◆ WORK ORDER ◆
Nothing except the pictures should be left out when you reproduce the listing exactly.

◆ RECORD SET ◆
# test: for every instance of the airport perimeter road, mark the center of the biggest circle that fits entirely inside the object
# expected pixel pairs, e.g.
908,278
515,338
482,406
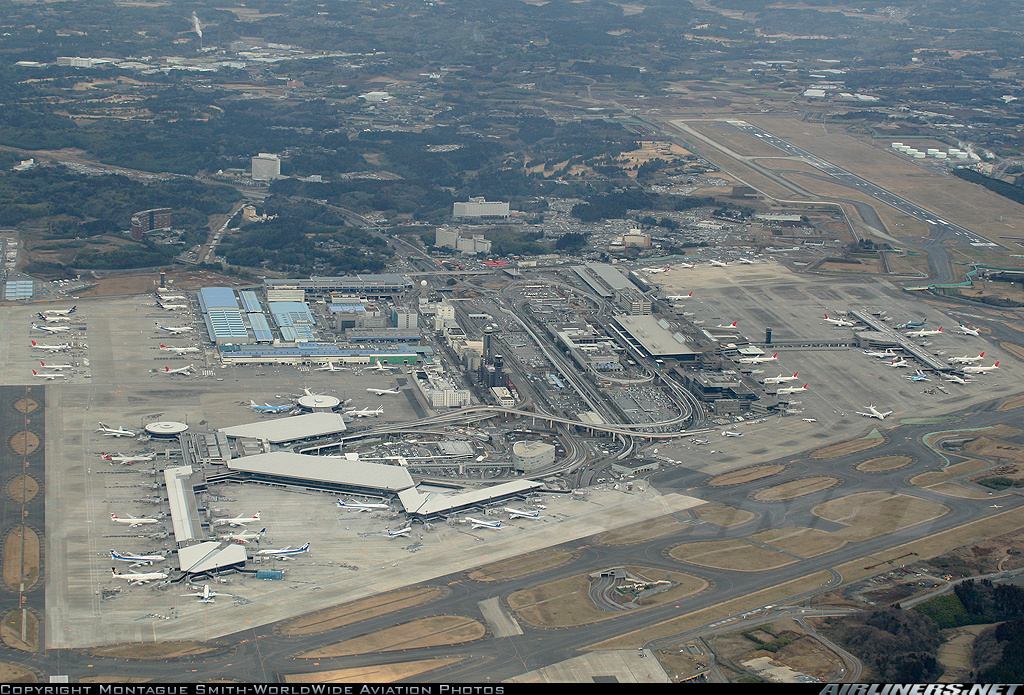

◆ TASK SOLUTION ◆
# test: for every instance of the airport perimeter road, mark the center of the biggest circle that fits entirely inside the object
# expected pixel pairs, e.g.
908,278
515,338
482,406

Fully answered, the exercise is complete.